--- INSTRUCTIONS ---
a) Rewrite the log analysis post from "This tool can" to "simple text editor.", changing "log4j" to "Logback".
b) Write the next part of the blog post on the IDE approach to log analysis, picking up after its final sentence.

--- DOCUMENT TEXT ---
----------
Tuesday, July 31, 2018

IDE approach to log analysis pt. 1

Intro

I think most software engineers understand the importance of logs. They have become part of software development. If something doesn't work we try to find the cause in the logs. This could be enough for simple cases when a bug prevents an application from opening a window. You find the issue in the logs, look it up on Google and apply the solution. But if you are fixing bugs in a large product with many components analyzing logs becomes the main problem. Usually sustain engineers (who are fixing bugs not developing new features) need to work with many hundreds of megabytes of logs. The logs are usually split into separate files 50-100 MB each and zipped. 

There are several approaches to make this work easier. I'll describe some existing solutions and then explain a theoretical approach to this problem. This blog post will not discuss any concrete implementations. 

Existing Solutions

Text Editor

This solution is not actually a solution it is what most people would do when they need to read a text file. Some text editors could have useful features like color selection, bookmarks which can make the work easier. But still the text editor falls short of a decent solution.

Logsaw

This tool can use the log4j pattern to extract the fields from your logs. Sounds good but these fields are already obvious from the text. Clearly the improvement is insignificant over a simple text editor. 

LogStash

This project looks pretty alive. But this approach is quite specific. Even though I've never worked with this tool from the description I understood that they use ElasticSearch and simple text search to analyze logs. The logs must be uploaded somewhere and indexed. After that the tool may show the most common words, the user may use text search etc. Sounds good, seems to be some improvement. Unfortunately not so much. Here are the cons:
  • Some time is required to begin working with the logs. One has to upload them, index them. After the work is done these logs must be removed from the system. Looks like a little overkill if the logs are meant to be analyzed and discarded. 
  • A lot of components involved with a lot of configuration necessary.
----------
--- DATA EXTRACT ---
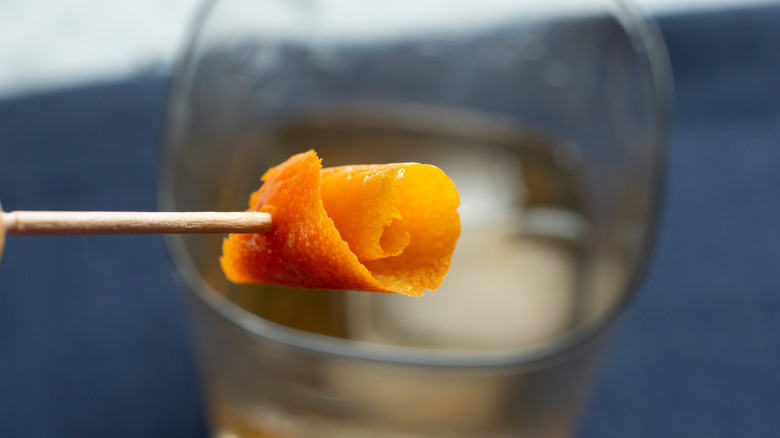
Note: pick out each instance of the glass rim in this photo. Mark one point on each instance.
(643, 28)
----------
--- RESULTS FOR EACH TASK ---
a)
This tool can use the Logback pattern to extract the fields from your logs. Sounds good but these fields are already obvious from the text. Clearly the improvement is insignificant over a simple text editor.

b)
  • Full text search is not very useful with logs. Usually the engineer is looking for something like "connection 2345 created with parameter 678678678". Looking for "created with parameter" will return all connections. Looking for "connection 2345" will return all such statements but usually there is only one - when this connection was created.

Other Cloud-based Solutions

There are a lot of cloud-based solutions available. Most of them have commercial plans and some have free plans. They offer notifications, visualizations and other features but the main principles are the same as for LogStash. 

Log Analysis Explained 

To understand why these solutions do not perform well for analyzing complex issues we need to try to understand the workflow. Here is a sample workflow with the text editor:
  1. An engineer received 1 GB of logs with the information that the bug happened at 23:00 with request ID 12345.
  2. First he or she tries to find any errors or exceptions around that time.
  3. If that fails the engineer has to reconstruct the flow of events for this request. He or she begins looking for statements like "connection created", "connection deleted", "request moved to this stage" trying to narrow down the time frame for the issue. 
  4. That is usually successful (even though could take a lot of time) now it is clear that the issue happened after connection 111 was moved to state Q. 
  5. After digging a little more the engineer finds out that this coincides with connection 222 moving to state W. 
  6. Finally the engineer is delighted to see that the thread that moved connection 222 to the new state also modified another variable that affected connection 111. Finally the root cause.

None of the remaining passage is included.